_Extrait_:
┌──

Nous avons le droit de nous exprimer, du moins
pour le moment. Rien de ce qui est dit ne défend
la violence envers quiconque. Les permis d'armes à
feu, leur enregistrement et le système de
classification sont des mesures de contrôle
inutiles des libéraux qui méritent d'être
contestées. Le décret du 1er mai 2020 et le projet
de loi C-21, qui proposent de dépouiller les gens
de leur propriété obtenue en toute légalité, sont
aussi inacceptables. La NFA soutient que nos
solide patrimoine et culture canadiens
d'utilisation d'armes à feu sont importants, et
nous allons continuer à les défendre avec vigueur.
»
Notes
1. Le
projet de loi C-21, Loi modifiant
certaines lois et apportant certaines
modifications corrélatives (armes à feu),
a été déposé à la Chambre des communes le 16
février. Il édicte des restrictions
réglementaires sur les armes à feu
précédemment instituées par un décret de mai
2020 prévoyant la saisie de plus de 1500 types
d'armes différents et établissant un programme
de rachat pour les particuliers qui possèdent
ces armes. La NFA s'est opposée à la
réglementation depuis, notamment par le biais
d'une contestation judiciaire.
Le cabinet d'avocats Robichaud,
spécialisé dans la défense pénale, a écrit au
moment du décret : « Le gouvernement libéral a
interdit plus de 1500 modèles d'armes à feu,
soit environ 90 000 armes, dans le but
d'interdire les 'armes d'assaut de type
militaire. Historiquement, les 'armes d'assaut
de type militaire', c'est-à-dire celles
utilisées par les Forces armées canadiennes
(FAC), en temps de guerre et dans le cadre
d'activités de maintien de la paix, sont déjà
inaccessibles (via le statut d'armes
prohibées) depuis le 27 juin 1969, date à
laquelle la loi modifiant le droit pénal a
reçu la sanction royale. [...] Cette
législation antérieure interdit déjà toutes
les armes actuellement utilisées par les FAC,
à l'exception peut-être de la C3A1, car elle
ne figure pas dans le règlement sur les armes
à feu prohibées du Code pénal ou dans le
nouveau décret. Compte tenu de l'incapacité
des Canadiens à accéder légalement à des armes
à feu de qualité militaire (ou même à des
armes automatiques de qualité inférieure)
depuis plus de 40 ans, on ne sait toujours pas
clairement quelles 'armes d'assaut de type
militaire' ce décret cherche à interdire ou ce
que ce terme indéfini signifie. »

└──

_Données extraites_:
┌──

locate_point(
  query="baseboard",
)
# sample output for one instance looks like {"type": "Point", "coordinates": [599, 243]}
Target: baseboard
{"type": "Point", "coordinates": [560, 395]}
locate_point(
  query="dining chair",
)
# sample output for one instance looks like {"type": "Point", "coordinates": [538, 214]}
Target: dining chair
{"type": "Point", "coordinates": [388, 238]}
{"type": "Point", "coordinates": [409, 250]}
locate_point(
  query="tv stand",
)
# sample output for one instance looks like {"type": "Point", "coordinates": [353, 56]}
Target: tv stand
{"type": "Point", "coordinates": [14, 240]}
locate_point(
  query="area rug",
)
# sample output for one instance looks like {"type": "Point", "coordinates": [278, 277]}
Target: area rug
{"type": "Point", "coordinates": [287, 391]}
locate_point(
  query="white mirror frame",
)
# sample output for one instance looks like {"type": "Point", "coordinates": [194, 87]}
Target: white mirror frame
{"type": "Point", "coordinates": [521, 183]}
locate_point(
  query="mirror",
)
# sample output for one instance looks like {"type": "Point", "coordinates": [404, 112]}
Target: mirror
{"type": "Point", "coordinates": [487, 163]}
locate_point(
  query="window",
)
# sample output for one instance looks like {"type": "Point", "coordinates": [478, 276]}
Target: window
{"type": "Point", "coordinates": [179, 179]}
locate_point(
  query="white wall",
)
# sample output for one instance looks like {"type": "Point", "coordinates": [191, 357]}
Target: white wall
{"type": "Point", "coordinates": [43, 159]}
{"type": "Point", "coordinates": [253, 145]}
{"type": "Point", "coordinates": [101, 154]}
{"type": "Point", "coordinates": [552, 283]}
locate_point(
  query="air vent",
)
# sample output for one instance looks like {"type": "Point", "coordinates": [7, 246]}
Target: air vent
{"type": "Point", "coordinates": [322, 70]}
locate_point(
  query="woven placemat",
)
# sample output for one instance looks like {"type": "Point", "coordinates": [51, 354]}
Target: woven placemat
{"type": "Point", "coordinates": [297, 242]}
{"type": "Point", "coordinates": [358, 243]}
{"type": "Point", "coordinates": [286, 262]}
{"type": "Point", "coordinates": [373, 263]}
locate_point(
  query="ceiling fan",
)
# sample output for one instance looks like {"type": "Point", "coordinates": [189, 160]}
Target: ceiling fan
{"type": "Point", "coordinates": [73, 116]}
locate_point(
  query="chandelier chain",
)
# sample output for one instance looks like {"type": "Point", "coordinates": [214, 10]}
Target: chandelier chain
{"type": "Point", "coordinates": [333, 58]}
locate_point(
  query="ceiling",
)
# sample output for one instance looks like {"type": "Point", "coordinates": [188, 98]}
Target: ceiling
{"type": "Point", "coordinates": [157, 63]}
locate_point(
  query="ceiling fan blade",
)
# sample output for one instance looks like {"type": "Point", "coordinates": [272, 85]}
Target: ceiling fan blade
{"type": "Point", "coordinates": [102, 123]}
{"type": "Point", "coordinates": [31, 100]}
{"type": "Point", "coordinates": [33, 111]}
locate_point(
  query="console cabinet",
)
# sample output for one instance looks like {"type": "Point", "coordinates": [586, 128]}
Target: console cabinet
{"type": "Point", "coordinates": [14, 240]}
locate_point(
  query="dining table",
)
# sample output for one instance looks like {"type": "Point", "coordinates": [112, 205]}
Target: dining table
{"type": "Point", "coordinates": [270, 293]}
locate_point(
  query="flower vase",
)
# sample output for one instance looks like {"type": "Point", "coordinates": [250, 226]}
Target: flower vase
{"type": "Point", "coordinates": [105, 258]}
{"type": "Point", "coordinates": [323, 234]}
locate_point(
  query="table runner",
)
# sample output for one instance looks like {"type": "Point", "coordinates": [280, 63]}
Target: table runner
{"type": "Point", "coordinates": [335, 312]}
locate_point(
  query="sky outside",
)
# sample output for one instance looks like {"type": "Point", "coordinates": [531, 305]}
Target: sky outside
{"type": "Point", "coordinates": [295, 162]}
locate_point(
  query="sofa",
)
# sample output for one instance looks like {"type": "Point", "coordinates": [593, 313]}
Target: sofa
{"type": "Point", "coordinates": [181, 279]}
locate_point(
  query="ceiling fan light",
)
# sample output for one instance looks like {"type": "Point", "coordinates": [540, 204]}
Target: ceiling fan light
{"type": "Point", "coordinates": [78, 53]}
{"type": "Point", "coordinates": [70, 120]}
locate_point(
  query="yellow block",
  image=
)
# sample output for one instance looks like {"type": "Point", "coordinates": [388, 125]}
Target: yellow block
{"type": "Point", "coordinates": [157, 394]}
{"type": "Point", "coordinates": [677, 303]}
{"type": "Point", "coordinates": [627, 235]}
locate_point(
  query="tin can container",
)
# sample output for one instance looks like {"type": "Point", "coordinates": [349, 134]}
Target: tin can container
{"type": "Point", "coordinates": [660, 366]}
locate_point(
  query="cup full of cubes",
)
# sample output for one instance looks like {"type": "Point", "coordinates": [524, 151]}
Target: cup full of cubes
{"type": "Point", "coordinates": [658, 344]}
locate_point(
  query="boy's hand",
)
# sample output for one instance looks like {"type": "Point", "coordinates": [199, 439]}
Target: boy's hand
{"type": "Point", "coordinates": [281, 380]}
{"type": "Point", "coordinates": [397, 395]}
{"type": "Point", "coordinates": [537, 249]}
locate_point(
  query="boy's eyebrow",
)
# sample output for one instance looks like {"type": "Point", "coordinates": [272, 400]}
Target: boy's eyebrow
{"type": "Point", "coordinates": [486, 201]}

└──

_Consigne 1_: Reproduisez le passage de l'extrait qui va de « Nous avons le » jusqu'à « défendre avec vigueur. » inclus.
_Consigne 2_:
Répondez à ces questions d'après l'extrait.
(a) À quelle date le projet de loi C-21 a-t-il été déposé à la Chambre des communes ?
(b) Selon le cabinet d'avocats Robichaud, combien d'armes environ le gouvernement libéral a-t-il interdites ?
(c) Depuis quelle date les « armes d'assaut de type militaire » sont-elles inaccessibles, d'après ce même cabinet ?
_Consigne 3_: Présentez sous forme de liste, s'il vous plaît, le paragraphe de l'extrait qui commence par « Le projet de loi C-21, Loi modifiant », en conservant ses faits principaux.
Les entrées constituent un matériau à part, sans lien avec l'extrait.

_Réponse 1_:
Nous avons le droit de nous exprimer, du moins
pour le moment. Rien de ce qui est dit ne défend
la violence envers quiconque. Les permis d'armes à
feu, leur enregistrement et le système de
classification sont des mesures de contrôle
inutiles des libéraux qui méritent d'être
contestées. Le décret du 1er mai 2020 et le projet
de loi C-21, qui proposent de dépouiller les gens
de leur propriété obtenue en toute légalité, sont
aussi inacceptables. La NFA soutient que nos
solide patrimoine et culture canadiens
d'utilisation d'armes à feu sont importants, et
nous allons continuer à les défendre avec vigueur.

_Réponse 2_:
(a) Le 16 février.
(b) Environ 90 000 armes, soit plus de 1500 modèles.
(c) Depuis le 27 juin 1969.

_Réponse 3_:
- Le projet de loi C-21 sur les armes à feu a été déposé à la Chambre des communes le 16 février.
- Il édicte des restrictions réglementaires déjà instituées par un décret de mai 2020.
- Ce décret prévoyait la saisie de plus de 1500 types d'armes et un programme de rachat pour les particuliers qui les possèdent.
- La NFA s'oppose depuis à cette réglementation, notamment par une contestation judiciaire.